Given passage:
--------------------

Benjamin’s death occurred after some Montreal police officers had already received training designed to teach them how to de-escalate situations involving someone experiencing mental distress.

A mental health training program was one of several recommendations made by a Quebec coroner following an inquest into the death of Alain Magloire, a homeless man who was shot and killed by a Montreal police officer. Magloire was displaying symptoms of mental illness at the time. He was one of four Montrealers killed by police under similar circumstances in 2014.

In Canada, people who live with mental health issues still make up 40 per cent of all civilian deaths at the hands of police officers.

By all accounts, the training program that some Montreal officers undergo is a solid one. It was designed by mental health experts and modelled on programs that have been set up in other Canadian cities such as Toronto.

Toronto police received new mental health training after an inquest into the highly publicized shooting death of teenager Sammy Yatim on a subway in 2013. But just last March, police in Toronto killed 30-year-old Devon LaFleur, who had bipolar disorder. Critics and LaFleur’s family say his death could have been avoided.

In Canada, people who live with mental health issues still make up 40 per cent of all civilian deaths at the hands of police officers.

A lot of Canadian police officers have now been trained in nonviolent techniques that are used on a regular basis by nurses on psychiatric wards. And yet, these tragedies keep occurring. So what’s the problem?

In the four most recent cases that resulted in the deaths of people with mental health issues at the hands of Montreal police officers, we’ve heard that police officers overreacted to a situation.

Interviews with mental health experts after shooting incidents have produced advice on how police could handle these situations differently. One frequently repeated suggestion is that officers use a calm tone of voice when talking to an individual who is experiencing distress.

Most of us, out of fear, avoid interacting with someone who is behaving in an unconventional way.

--------------------

Required work: Set down the text about police mental health training word for word, from "Benjamin’s death occurred" up to and including "experiencing mental distress.". The entries have no connection to the text about police mental health training.

--------------------

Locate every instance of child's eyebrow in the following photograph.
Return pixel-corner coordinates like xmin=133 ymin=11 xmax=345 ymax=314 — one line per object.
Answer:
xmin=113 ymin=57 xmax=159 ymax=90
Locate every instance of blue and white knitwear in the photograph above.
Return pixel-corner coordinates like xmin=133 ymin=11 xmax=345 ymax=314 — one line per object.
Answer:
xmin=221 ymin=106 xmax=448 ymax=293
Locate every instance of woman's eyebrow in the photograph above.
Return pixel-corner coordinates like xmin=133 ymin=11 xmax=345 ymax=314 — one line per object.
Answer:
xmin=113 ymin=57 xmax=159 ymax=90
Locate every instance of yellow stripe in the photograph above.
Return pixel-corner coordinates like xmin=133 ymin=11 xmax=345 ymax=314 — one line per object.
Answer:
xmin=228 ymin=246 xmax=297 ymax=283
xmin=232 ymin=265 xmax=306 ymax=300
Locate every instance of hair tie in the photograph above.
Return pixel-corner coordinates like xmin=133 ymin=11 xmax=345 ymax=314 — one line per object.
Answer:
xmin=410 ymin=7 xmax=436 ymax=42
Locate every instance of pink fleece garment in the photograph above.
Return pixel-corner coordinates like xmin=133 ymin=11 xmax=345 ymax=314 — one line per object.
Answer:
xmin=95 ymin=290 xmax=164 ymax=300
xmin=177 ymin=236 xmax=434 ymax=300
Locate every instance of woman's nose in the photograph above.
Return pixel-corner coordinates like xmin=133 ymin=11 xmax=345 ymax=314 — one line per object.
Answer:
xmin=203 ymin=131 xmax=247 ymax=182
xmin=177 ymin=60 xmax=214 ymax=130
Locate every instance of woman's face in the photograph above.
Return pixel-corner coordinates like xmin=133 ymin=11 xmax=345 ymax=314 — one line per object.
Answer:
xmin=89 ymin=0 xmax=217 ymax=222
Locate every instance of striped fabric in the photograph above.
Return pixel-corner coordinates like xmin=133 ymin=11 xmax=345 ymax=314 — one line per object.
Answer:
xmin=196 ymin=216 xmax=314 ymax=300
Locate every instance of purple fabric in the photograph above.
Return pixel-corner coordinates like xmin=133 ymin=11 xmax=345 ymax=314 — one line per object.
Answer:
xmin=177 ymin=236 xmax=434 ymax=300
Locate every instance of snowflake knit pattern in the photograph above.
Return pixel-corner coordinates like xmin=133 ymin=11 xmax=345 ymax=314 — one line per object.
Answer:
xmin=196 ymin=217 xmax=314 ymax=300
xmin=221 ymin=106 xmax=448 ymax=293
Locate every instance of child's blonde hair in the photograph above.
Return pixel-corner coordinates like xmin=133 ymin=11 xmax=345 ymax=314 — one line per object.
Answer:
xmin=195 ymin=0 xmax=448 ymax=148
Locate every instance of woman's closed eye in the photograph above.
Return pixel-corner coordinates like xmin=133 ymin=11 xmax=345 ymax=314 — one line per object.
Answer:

--------------------

Result for this exercise:
Benjamin’s death occurred after some Montreal police officers had already received training designed to teach them how to de-escalate situations involving someone experiencing mental distress.